Everything in the listing below must be set down again exactly.
Segment Start: Raw data
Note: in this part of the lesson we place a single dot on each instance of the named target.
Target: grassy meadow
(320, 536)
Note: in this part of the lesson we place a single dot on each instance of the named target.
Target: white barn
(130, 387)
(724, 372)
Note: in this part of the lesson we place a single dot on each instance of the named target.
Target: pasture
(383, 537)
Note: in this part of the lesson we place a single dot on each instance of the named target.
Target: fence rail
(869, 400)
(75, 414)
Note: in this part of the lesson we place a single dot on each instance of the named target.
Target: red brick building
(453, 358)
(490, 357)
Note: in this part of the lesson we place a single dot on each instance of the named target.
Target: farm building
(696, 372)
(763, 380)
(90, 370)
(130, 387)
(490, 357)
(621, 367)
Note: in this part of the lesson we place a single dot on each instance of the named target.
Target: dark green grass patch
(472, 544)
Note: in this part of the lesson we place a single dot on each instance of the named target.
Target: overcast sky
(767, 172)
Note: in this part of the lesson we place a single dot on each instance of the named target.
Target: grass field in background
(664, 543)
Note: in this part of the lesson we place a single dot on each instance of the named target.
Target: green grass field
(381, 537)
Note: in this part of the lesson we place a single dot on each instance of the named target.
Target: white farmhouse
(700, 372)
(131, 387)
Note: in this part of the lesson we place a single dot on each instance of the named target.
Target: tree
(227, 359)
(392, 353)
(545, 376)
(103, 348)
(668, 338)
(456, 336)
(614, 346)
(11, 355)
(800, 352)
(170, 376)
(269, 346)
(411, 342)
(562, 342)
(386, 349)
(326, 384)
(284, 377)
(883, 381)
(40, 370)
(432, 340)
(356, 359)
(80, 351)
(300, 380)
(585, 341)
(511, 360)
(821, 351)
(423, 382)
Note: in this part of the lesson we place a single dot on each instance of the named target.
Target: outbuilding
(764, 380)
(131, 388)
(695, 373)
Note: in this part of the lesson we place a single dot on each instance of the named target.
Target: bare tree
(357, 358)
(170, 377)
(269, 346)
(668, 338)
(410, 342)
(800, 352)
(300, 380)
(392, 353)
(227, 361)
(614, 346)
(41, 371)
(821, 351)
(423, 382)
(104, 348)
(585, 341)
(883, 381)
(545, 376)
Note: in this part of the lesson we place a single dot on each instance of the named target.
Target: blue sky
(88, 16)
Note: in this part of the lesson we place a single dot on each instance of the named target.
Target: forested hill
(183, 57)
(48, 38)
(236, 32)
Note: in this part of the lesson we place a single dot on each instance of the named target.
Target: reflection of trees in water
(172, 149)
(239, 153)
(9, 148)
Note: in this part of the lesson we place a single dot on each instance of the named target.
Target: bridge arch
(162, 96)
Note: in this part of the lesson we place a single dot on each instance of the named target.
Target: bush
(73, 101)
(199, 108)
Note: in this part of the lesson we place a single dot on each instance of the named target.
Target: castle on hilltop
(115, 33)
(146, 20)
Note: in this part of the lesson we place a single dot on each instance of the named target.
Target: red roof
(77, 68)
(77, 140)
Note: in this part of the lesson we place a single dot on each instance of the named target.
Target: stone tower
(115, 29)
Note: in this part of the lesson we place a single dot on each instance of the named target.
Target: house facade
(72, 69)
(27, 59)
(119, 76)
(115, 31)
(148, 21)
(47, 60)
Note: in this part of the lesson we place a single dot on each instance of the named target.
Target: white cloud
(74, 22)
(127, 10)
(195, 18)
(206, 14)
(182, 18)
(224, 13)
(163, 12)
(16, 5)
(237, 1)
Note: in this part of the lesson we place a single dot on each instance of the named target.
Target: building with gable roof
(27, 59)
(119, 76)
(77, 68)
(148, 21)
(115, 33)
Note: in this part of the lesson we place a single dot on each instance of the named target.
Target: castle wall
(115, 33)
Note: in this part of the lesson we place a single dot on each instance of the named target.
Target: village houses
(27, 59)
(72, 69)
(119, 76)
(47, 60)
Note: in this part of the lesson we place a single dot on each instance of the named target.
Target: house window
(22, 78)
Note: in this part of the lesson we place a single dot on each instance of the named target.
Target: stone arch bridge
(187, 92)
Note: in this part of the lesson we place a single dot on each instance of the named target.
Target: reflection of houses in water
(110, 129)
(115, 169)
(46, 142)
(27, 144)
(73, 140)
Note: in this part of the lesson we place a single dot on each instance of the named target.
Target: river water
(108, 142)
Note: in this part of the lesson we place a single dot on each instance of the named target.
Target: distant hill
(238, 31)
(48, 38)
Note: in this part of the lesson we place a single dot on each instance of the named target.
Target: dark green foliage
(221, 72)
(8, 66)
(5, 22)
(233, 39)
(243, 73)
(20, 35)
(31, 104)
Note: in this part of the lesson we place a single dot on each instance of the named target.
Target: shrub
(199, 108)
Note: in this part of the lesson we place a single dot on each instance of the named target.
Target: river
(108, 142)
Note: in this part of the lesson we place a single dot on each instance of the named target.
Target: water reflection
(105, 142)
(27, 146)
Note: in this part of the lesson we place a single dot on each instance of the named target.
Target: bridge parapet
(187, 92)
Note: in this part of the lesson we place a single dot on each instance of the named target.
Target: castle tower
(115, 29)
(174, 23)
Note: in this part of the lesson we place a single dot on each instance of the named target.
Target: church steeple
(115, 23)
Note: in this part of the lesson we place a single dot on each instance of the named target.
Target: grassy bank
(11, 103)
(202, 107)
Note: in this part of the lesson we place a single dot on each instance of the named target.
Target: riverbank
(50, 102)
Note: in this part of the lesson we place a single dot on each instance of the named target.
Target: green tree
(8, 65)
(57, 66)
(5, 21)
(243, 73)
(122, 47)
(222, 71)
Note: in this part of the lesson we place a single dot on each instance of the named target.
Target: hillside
Segment End: Raw data
Output of the task:
Note: in this part of the lesson we place a single dot on each instance of the named target.
Target: grassy meadow
(320, 536)
Note: in this part of the lesson we place a single dot on each instance of the named target.
Target: white barn
(130, 387)
(724, 372)
Note: in this part of the lesson we place a single dot on each instance of the named target.
Target: pasture
(383, 537)
Note: in this part of the lesson we place a single dot on each instance of the named target.
Target: fence rail
(869, 400)
(75, 414)
Note: in this part of the lesson we place a single dot on each instance of the named target.
Target: red brick building
(453, 358)
(490, 357)
Note: in this part of the lesson we place a single dot on each instance of the named target.
Target: farm building
(696, 372)
(763, 380)
(90, 370)
(130, 387)
(490, 357)
(621, 367)
Note: in this part of the lesson we place a single dot on each instance of the named target.
Target: dark green grass patch
(472, 544)
Note: in this part of the lesson we place a single dot on each instance of the named target.
Target: overcast sky
(767, 172)
Note: in this part of the lesson we place a single dot on each instance of the named target.
Target: grass field in background
(664, 543)
Note: in this part of the lesson we place a single dot on each instance of the named target.
Target: green grass field
(381, 537)
Note: in this part of the lesson we place a single dot on each instance of the named target.
Target: white farmhouse
(700, 372)
(131, 387)
Note: in this part of the lesson we place a single dot on each instance of the named target.
Target: tree
(227, 359)
(392, 353)
(545, 376)
(103, 348)
(668, 338)
(456, 336)
(614, 346)
(11, 355)
(800, 352)
(170, 376)
(269, 346)
(411, 342)
(562, 342)
(386, 349)
(326, 384)
(284, 377)
(883, 381)
(40, 370)
(432, 340)
(356, 359)
(80, 351)
(300, 380)
(585, 341)
(511, 360)
(821, 351)
(423, 382)
Note: in this part of the lesson we place a single dot on each instance of the named target.
Target: outbuilding
(764, 380)
(131, 388)
(695, 373)
Note: in this part of the lesson we place a single dot on each instance of the named target.
Target: bare tree
(357, 358)
(170, 377)
(269, 346)
(668, 338)
(410, 342)
(800, 352)
(300, 380)
(392, 353)
(227, 361)
(614, 346)
(41, 371)
(821, 351)
(423, 382)
(104, 348)
(585, 341)
(883, 381)
(545, 376)
Note: in this part of the lesson we place a single dot on each instance of the named target.
Target: blue sky
(88, 16)
Note: in this part of the lesson we place a single dot on each instance of the named target.
Target: forested hill
(183, 57)
(48, 38)
(236, 32)
Note: in this part of the lesson we place a single dot on each instance of the named target.
Target: reflection of trees in water
(172, 149)
(239, 153)
(9, 148)
Note: in this part of the lesson we place a single dot on each instance of the named target.
Target: bridge arch
(162, 96)
Note: in this part of the lesson we place a single dot on each instance of the named target.
Target: bush
(73, 101)
(199, 108)
Note: in this part of the lesson we place a single dot on each instance of the named target.
Target: castle on hilltop
(115, 33)
(146, 20)
Note: in this part of the lesson we place a single dot on each instance of the named target.
Target: red roof
(77, 68)
(77, 140)
Note: in this part of the lesson we place a single dot on each instance of the named target.
Target: stone tower
(115, 29)
Note: in this part of the lesson we place a single dot on each instance of the named target.
Target: house facade
(72, 69)
(27, 59)
(119, 76)
(115, 31)
(148, 21)
(47, 60)
Note: in this part of the lesson we place a single dot on each instance of the named target.
Target: white cloud
(74, 22)
(127, 10)
(195, 18)
(206, 14)
(182, 18)
(224, 13)
(163, 12)
(16, 5)
(237, 1)
Note: in this part of the lesson we place a single dot on each instance of the named target.
Target: building with gable roof
(27, 59)
(119, 76)
(77, 68)
(148, 21)
(115, 33)
Note: in this part of the lesson we place a single dot on each instance of the named target.
Target: castle wall
(115, 33)
Note: in this part of the lesson we place a single dot on each instance of the named target.
Target: village houses
(27, 59)
(72, 69)
(119, 76)
(47, 60)
Note: in this part of the lesson we place a single dot on each instance of the named target.
Target: house window
(22, 78)
Note: in this part of the lesson we place a single dot on each instance of the named target.
Target: stone arch bridge
(187, 92)
Note: in this part of the lesson we place a single dot on each instance of the named target.
Target: reflection of houses in water
(110, 129)
(115, 169)
(46, 142)
(27, 144)
(73, 140)
Note: in this part of the lesson we place a single dot on each instance of the named target.
Target: river water
(108, 142)
Note: in this part of the lesson we place a single dot on each instance of the named target.
Target: distant hill
(238, 31)
(48, 38)
Note: in this part of the lesson we place a single dot on each instance of the named target.
Target: dark green foliage
(221, 72)
(8, 66)
(5, 22)
(233, 39)
(243, 73)
(20, 35)
(31, 104)
Note: in this part of the lesson we place a single dot on each instance of the named target.
Target: shrub
(199, 108)
Note: in this part of the lesson we place a single dot on each instance of the named target.
Target: river
(108, 142)
Note: in this part of the lesson we place a single dot on each instance of the named target.
Target: water reflection
(105, 142)
(27, 146)
Note: in this part of the lesson we place a single dot on each instance of the named target.
Target: bridge parapet
(187, 92)
Note: in this part of the lesson we place a single dot on each instance of the named target.
Target: castle tower
(115, 29)
(174, 23)
Note: in this part of the lesson we place a single dot on each instance of the named target.
Target: church steeple
(115, 23)
Note: in this part of the lesson we place a single dot on each instance of the named target.
Target: grassy bank
(11, 103)
(202, 107)
Note: in this part of the lesson we place a single dot on each instance of the named target.
Target: riverbank
(50, 102)
Note: in this part of the lesson we place a single dot on each instance of the named target.
Target: green tree
(8, 65)
(57, 66)
(5, 21)
(243, 73)
(122, 47)
(222, 71)
Note: in this part of the lesson we place a single dot on each instance of the named target.
Target: hillside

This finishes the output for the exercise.